◆ **SOURCE TEXT**
※ ※ ※

The random forest classification strategy utilized both binarized substrate specificity data and amino acid sequence data as described in the Methods. Substrate specificity was binarized according to the fatty acids produced when each variant enzyme was expressed in E. coli, and two acyl-ACP TEs were defined as sharing substrate specificity if they were members of the same Cluster (A, B or C) (Figure 4a). In juxtaposition, two acyl-ACP TEs that had membership in separate Clusters were deemed as having different substrate specificities. After transforming the data and encoding, a random forest classifier was trained with all encoded data, and the mean feature importance scores for the 350 amino acid positions were calculated based on ten iterations of the model (Figure 5a and Supplemental Table 4a), which quantified the importance of individual residues in determining substrate specificity of each acyl-ACP TE variants. A total of 174 residue positions with importance scores ranging from ~0.5 to ~15, had a statistically significant impact on substrate specificity (i.e. corrected p-values <0.001; Supplemental Table 4a), and these are blue-highlighted in Figure 5a.

※ ※ ※

◆ **SUPPLIED RECORDS**
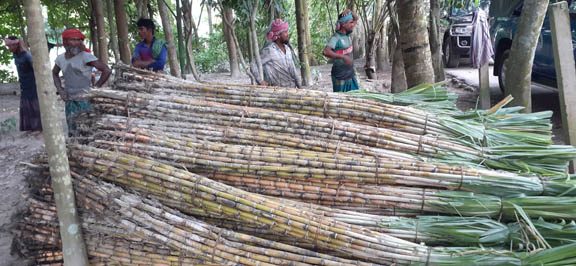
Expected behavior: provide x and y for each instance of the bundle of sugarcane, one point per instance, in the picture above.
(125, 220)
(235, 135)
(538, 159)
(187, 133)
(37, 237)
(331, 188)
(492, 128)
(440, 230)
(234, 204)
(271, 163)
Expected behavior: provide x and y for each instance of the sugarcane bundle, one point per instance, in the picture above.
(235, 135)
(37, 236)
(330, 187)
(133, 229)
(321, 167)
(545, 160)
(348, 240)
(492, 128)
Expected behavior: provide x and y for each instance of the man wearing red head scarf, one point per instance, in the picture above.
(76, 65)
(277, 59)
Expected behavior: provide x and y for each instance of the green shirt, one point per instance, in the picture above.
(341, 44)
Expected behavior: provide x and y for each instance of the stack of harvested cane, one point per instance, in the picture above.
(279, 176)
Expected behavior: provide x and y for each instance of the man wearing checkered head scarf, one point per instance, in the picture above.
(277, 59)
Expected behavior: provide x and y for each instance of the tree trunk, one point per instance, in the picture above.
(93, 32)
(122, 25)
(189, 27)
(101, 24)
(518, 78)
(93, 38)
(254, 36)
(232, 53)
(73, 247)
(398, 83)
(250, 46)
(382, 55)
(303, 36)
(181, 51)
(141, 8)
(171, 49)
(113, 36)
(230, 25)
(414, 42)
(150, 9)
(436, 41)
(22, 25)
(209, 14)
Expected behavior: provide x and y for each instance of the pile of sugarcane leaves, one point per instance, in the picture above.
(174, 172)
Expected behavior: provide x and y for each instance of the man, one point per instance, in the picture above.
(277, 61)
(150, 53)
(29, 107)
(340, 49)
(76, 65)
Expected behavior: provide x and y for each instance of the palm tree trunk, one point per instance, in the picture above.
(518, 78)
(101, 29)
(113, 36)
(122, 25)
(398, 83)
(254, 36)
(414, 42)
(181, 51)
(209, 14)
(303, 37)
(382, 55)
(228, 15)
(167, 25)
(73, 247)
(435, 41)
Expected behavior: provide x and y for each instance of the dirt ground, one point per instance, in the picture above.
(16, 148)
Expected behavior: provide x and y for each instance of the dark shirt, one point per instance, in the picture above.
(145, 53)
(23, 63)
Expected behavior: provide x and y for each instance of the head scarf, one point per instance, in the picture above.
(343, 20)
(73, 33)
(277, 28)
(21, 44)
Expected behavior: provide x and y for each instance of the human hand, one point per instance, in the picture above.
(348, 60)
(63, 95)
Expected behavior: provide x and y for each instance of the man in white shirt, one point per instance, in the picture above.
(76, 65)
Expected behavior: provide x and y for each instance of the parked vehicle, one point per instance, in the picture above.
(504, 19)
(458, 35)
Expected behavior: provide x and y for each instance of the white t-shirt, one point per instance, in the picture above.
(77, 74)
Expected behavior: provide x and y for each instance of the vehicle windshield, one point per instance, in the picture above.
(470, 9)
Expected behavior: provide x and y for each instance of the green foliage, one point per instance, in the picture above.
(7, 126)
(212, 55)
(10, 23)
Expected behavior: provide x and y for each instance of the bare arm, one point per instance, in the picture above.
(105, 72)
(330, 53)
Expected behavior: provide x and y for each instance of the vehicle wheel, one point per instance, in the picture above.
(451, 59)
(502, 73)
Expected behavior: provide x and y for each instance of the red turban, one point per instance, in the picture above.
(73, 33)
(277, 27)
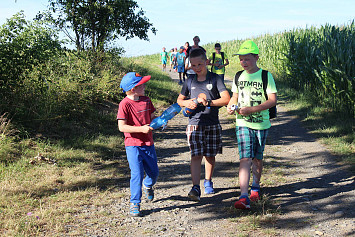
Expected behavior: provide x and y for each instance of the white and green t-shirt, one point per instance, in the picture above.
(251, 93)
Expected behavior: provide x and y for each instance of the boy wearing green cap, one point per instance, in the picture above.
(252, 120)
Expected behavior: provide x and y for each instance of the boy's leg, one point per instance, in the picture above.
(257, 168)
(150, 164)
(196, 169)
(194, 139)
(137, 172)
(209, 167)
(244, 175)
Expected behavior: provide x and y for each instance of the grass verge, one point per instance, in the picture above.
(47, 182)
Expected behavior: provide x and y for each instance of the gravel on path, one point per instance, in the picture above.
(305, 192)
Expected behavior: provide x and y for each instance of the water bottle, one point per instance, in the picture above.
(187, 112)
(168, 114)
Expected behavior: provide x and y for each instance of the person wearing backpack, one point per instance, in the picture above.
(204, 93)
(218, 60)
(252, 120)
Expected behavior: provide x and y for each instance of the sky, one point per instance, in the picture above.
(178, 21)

※ ※ ※

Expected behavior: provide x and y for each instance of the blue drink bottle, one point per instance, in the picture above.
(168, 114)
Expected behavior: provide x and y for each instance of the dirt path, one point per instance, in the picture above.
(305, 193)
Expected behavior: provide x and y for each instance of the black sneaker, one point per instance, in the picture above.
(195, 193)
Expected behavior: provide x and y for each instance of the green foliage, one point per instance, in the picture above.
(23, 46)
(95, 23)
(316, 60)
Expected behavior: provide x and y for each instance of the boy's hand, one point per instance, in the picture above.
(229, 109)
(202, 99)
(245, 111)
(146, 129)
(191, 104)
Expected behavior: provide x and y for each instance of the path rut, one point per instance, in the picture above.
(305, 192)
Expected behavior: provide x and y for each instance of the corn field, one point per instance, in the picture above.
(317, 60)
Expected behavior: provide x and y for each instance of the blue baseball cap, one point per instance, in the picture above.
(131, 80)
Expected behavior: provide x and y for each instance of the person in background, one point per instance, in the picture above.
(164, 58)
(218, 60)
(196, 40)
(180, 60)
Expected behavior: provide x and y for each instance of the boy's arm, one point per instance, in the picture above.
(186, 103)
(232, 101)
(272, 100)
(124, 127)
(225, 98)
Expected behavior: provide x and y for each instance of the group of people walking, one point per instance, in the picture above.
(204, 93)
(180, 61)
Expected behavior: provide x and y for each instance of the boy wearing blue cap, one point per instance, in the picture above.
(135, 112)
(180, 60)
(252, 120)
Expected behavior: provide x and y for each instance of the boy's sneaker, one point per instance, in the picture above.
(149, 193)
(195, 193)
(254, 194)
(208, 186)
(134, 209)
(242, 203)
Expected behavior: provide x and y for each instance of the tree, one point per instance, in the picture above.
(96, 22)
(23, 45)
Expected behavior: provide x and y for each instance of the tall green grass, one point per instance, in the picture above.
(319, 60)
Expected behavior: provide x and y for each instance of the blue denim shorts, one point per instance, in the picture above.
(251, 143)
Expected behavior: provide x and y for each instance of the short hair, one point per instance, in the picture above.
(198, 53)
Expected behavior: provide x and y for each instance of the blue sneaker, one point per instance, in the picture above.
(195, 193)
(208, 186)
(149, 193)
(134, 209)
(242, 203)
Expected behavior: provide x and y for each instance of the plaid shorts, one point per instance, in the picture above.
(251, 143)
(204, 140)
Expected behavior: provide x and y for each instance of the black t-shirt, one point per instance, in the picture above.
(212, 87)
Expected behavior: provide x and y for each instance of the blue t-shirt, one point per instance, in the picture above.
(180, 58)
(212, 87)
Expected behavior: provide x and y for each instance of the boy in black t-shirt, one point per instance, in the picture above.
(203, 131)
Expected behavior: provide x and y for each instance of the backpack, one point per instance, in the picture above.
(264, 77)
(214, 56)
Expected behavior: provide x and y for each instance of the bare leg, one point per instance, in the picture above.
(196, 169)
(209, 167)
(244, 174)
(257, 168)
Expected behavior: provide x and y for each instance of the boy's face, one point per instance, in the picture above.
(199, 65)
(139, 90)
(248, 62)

※ ※ ※

◆ **THE TASK**
Continue the passage about random forest scoring of thioesterase residues from the point where it stops. The data shown here come from a separate source.

◆ **ANSWER BOX**
This list of residues was refined by a two-step approach. Initially, an incremental feature selection (IFS) approach was used that built a series of random forest models, in which each model added an additional residue to the evaluation process. The random forest classifier that included the 59 residue positions with the highest importance scores as the predictors exhibited optimal predictive performance, with a recall (i.e., true positive rate) of 70%, a specificity (true negative rate) of 91%, and a MCC of 0.69 (Figure 5b; Supplemental Table 4a). Next, the list of 59 residues were further refined by pairwise comparisons of MCC scores using Student’s t-test between every pair of adjacent models (i.e., the model that included one additional residue position versus the previous model that did not include that additional residue) until all 59 residues were examined (Figure 5b and 5c). The final model that contained the top 22 residue positions (orange-highlighted in Figure 5a) reached the statistical plateau of MCC (q-value >0.05; Supplemental Table 4b), and thus these 22 residues were considered as most impactful in determining the substrate specificity of the enzyme.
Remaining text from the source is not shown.